** Excerpted records follows **

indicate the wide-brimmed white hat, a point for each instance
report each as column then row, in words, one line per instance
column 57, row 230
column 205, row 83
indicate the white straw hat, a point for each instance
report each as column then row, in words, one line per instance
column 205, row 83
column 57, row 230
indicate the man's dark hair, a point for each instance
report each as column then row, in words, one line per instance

** End of Excerpted records **
** Excerpted records follows **

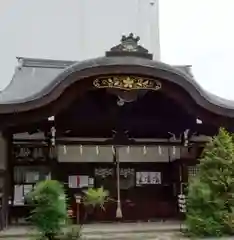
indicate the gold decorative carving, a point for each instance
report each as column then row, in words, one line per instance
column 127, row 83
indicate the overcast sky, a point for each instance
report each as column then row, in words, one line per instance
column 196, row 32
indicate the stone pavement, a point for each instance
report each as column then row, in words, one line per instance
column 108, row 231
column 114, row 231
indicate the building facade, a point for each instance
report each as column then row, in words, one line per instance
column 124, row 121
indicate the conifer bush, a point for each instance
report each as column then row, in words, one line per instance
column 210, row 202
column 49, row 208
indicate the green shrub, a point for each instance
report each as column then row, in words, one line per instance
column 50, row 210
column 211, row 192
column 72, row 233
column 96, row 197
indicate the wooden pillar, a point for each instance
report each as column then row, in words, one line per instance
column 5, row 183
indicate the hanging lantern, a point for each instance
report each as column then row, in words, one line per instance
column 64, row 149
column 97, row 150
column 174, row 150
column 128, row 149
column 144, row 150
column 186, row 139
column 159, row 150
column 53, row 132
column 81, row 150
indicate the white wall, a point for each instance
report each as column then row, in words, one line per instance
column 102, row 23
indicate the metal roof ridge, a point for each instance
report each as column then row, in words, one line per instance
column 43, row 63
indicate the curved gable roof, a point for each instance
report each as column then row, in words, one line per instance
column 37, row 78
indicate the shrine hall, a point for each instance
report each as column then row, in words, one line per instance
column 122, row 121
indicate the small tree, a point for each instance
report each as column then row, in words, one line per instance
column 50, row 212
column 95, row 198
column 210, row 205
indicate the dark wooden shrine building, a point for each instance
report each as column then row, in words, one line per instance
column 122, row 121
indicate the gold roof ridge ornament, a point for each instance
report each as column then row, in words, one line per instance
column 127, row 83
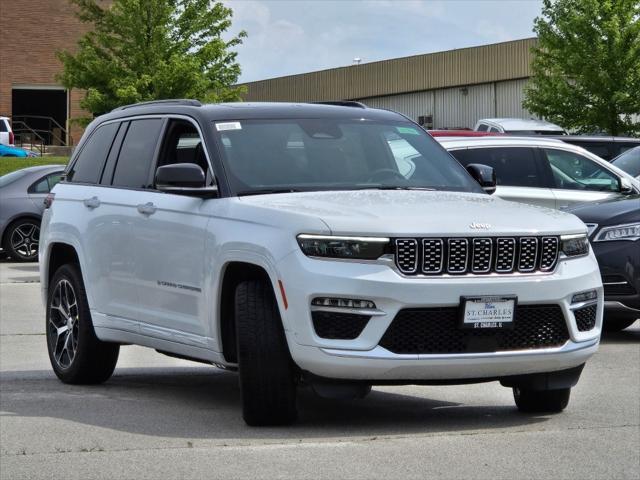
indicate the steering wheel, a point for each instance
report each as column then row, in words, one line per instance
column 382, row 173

** End of Excerpted records **
** Excerpted records follows **

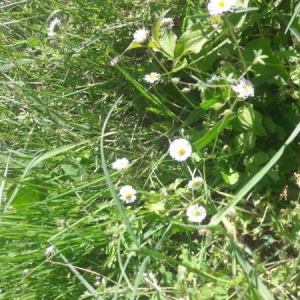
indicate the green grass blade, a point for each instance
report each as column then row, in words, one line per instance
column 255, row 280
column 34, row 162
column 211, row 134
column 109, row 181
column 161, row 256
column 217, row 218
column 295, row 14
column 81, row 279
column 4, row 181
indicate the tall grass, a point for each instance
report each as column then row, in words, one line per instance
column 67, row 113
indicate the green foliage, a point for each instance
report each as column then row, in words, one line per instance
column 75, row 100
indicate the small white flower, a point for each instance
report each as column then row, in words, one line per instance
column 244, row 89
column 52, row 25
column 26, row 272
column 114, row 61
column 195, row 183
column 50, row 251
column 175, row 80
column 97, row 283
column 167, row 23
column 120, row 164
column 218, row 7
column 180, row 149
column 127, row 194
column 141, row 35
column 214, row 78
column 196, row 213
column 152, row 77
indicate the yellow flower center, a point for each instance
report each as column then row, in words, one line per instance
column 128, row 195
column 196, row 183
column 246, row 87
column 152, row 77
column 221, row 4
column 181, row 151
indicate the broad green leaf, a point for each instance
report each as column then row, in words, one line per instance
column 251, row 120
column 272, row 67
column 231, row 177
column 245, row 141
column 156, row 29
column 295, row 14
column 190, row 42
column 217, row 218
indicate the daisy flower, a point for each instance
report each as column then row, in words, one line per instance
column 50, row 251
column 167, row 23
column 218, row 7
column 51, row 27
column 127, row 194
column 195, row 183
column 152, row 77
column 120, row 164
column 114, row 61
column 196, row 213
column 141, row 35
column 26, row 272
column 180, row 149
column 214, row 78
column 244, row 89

** End of Excerpted records **

*Task prompt:* Every line above from the line with "indicate the overcast" to the line with "indicate the conifer" is wanted, ends included; write them out exactly and add no other line.

*Completed task:*
indicate the overcast sky, a point for each instance
report each as column then row, in words, one line per instance
column 196, row 32
indicate the stone pavement, a point for each instance
report each as column then row, in words, one line per instance
column 108, row 231
column 114, row 231
indicate the building facade, a point for each instance
report each as column then row, in words, one line per instance
column 124, row 121
indicate the conifer bush, a point for each instance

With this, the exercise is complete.